Caspar Addyman's 2026 essay on managing 18,000 files makes the case empirically: the vault scaled because the format did. Plain Markdown remained tractable at five orders of magnitude beyond what any single app's UI was designed for. See Source - Addyman 2026 - 18000 Files and the Future of Digital Knowledge.

Implementation Patterns

In practice, file-over-app vaults share a few patterns:

  • One file per note. Each note is a standalone Markdown file. Atomic, addressable, movable. See Atomic Notes.
  • Wikilinks in the body. Links live inside the file content as [[wikilinks]], not as foreign keys in a hidden database. The link graph is recoverable from the files alone. See Bidirectional Linking.
  • YAML frontmatter for metadata. Structured properties live at the top of the file in a format any tool can parse.
  • Folder hierarchy as one organization axis. Folders are honest filesystem paths, not synthetic database views. See Zone-Based Organization and Johnny Decimal System.
  • Open sync mechanisms. Syncthing, Git, iCloud, Dropbox — any tool that syncs files works. No proprietary sync protocol required.

This is the operational shape of Obsidian, Obsidian Starter Kit, Logseq, Zettlr, and similar tools. The app is a lens; the files are the substance.

Critiques and Limits

File over app is not a free lunch:

  • Mobile UX suffers. Polished cloud-native tools often have better mobile experiences than file-based ones. The format wins on longevity, the SaaS wins on touch.
  • Real-time collaboration is harder. Concurrent multi-user editing on plain files requires either CRDTs or careful conflict resolution. Most file-over-app tools are single-user-first.
  • Format is not enough. Markdown is a baseline. Wikilink syntax, embed syntax, frontmatter conventions, and plugin-specific blocks vary across tools. Migration is easier than from proprietary formats but rarely zero-friction. See Open Data Formats.

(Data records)
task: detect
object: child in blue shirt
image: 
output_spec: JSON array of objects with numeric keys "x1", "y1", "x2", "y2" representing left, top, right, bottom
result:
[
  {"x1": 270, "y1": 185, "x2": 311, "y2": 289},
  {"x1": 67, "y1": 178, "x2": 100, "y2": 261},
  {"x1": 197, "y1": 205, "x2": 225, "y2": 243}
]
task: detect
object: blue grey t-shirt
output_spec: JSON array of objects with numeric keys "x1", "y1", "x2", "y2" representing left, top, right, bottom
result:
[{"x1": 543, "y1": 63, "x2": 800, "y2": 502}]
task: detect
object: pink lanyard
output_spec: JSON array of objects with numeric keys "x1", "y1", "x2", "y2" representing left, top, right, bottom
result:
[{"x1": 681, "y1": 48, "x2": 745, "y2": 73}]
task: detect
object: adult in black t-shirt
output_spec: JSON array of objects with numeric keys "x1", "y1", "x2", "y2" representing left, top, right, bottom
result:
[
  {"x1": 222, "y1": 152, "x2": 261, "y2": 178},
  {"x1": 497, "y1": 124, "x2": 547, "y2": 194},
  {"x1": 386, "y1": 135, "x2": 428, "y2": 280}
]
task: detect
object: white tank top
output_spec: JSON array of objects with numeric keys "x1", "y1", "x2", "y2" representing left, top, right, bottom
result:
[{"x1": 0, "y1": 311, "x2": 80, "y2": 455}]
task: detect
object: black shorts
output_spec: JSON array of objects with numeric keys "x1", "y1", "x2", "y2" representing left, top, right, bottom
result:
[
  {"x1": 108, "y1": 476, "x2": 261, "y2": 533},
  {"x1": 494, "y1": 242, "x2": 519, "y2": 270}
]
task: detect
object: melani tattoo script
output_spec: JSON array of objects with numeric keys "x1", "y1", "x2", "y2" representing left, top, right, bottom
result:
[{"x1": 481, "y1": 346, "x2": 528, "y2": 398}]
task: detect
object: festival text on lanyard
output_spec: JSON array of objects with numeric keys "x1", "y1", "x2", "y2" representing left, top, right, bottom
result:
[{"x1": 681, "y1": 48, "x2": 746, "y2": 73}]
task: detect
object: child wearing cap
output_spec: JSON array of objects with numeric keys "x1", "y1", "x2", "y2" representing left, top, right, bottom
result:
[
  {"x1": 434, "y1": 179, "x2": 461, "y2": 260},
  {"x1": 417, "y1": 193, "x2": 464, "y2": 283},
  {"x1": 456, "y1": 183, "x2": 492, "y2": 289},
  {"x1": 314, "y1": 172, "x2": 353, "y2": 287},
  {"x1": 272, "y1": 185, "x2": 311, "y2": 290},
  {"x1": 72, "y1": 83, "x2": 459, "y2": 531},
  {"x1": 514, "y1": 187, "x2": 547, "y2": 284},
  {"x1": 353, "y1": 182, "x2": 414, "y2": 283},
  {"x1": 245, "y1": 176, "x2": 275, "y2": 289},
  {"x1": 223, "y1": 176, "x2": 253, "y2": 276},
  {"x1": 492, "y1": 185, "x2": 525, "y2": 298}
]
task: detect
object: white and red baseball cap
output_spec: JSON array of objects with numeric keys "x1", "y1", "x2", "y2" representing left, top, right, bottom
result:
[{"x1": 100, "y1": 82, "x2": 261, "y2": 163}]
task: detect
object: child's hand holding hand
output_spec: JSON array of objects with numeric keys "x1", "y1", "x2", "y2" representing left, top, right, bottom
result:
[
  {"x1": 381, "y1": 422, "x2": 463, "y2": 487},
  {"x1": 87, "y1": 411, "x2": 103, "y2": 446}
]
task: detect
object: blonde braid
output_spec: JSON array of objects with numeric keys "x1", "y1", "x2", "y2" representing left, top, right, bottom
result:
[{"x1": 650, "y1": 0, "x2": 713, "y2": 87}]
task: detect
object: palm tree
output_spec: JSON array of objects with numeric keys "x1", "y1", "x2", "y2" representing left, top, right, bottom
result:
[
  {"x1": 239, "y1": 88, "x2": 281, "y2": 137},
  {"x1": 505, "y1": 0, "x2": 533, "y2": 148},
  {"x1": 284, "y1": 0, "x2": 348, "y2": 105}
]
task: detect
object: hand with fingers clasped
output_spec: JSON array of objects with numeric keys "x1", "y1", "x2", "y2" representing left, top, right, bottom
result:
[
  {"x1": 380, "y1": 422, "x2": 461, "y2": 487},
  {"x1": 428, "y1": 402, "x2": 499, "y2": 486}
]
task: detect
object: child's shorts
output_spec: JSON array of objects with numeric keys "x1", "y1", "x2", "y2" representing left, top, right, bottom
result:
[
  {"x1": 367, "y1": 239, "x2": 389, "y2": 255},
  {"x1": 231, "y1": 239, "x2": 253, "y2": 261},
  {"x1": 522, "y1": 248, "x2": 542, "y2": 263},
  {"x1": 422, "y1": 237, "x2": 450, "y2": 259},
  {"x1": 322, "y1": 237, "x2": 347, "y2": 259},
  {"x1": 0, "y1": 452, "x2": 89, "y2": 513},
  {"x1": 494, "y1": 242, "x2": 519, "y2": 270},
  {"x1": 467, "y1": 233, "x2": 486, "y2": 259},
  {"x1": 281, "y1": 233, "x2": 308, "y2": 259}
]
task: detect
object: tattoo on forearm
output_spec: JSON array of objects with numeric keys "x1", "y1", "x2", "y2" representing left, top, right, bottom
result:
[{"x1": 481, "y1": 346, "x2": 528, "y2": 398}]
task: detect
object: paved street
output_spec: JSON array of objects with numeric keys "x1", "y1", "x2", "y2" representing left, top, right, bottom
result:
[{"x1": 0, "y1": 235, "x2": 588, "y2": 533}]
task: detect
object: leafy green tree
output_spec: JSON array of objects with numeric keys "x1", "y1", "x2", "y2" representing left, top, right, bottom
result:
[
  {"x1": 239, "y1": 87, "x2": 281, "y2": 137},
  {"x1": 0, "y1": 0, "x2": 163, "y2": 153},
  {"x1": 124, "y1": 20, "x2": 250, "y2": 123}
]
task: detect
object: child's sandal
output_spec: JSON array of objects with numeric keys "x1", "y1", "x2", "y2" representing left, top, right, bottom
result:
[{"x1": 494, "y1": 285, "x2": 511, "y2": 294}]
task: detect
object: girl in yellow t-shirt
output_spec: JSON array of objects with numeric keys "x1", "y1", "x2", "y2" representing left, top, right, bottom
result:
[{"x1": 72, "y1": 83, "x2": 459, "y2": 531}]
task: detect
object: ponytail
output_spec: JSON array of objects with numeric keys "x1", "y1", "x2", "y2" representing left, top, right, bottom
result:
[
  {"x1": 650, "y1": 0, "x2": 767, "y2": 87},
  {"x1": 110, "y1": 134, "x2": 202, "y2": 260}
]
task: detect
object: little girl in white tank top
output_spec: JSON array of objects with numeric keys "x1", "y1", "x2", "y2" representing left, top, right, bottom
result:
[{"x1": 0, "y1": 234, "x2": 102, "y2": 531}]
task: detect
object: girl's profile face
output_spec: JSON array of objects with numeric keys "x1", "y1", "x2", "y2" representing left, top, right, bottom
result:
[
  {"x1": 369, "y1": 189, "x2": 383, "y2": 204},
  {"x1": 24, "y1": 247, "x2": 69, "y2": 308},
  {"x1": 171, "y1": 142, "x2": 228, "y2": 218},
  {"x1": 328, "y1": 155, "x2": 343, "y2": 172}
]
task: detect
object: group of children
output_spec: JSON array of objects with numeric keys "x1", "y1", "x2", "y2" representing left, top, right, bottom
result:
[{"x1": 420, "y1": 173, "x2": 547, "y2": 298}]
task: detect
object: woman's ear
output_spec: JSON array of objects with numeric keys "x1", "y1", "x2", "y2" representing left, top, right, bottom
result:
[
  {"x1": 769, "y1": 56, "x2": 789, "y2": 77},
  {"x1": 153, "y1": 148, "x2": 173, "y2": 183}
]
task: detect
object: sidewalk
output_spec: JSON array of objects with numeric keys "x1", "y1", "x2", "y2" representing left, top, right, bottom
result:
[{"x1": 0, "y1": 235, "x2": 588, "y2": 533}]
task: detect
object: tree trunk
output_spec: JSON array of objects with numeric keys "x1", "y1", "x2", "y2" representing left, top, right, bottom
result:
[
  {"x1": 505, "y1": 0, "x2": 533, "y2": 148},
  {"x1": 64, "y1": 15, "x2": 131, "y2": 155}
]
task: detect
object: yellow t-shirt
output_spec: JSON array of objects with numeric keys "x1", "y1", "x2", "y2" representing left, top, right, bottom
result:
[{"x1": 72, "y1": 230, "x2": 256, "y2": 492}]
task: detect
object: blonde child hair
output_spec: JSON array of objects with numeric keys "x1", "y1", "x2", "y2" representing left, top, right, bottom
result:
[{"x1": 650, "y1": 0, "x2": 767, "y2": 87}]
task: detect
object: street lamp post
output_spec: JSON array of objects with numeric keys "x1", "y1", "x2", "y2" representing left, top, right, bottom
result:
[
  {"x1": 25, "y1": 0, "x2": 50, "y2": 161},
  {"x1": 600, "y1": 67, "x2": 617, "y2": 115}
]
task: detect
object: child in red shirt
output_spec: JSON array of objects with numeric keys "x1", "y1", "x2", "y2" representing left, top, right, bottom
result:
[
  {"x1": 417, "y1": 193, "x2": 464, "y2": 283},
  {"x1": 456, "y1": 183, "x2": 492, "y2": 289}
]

* REQUIRED TASKS
A - In the excerpt on file-over-app vaults, what does concurrent multi-user editing on plain files require?
B - Tally the lines in the rows that contain the string "street", treating uppercase and lowercase as different, and give only the number.

* RESPONSE LIST
A - It requires either CRDTs or careful conflict resolution.

B - 2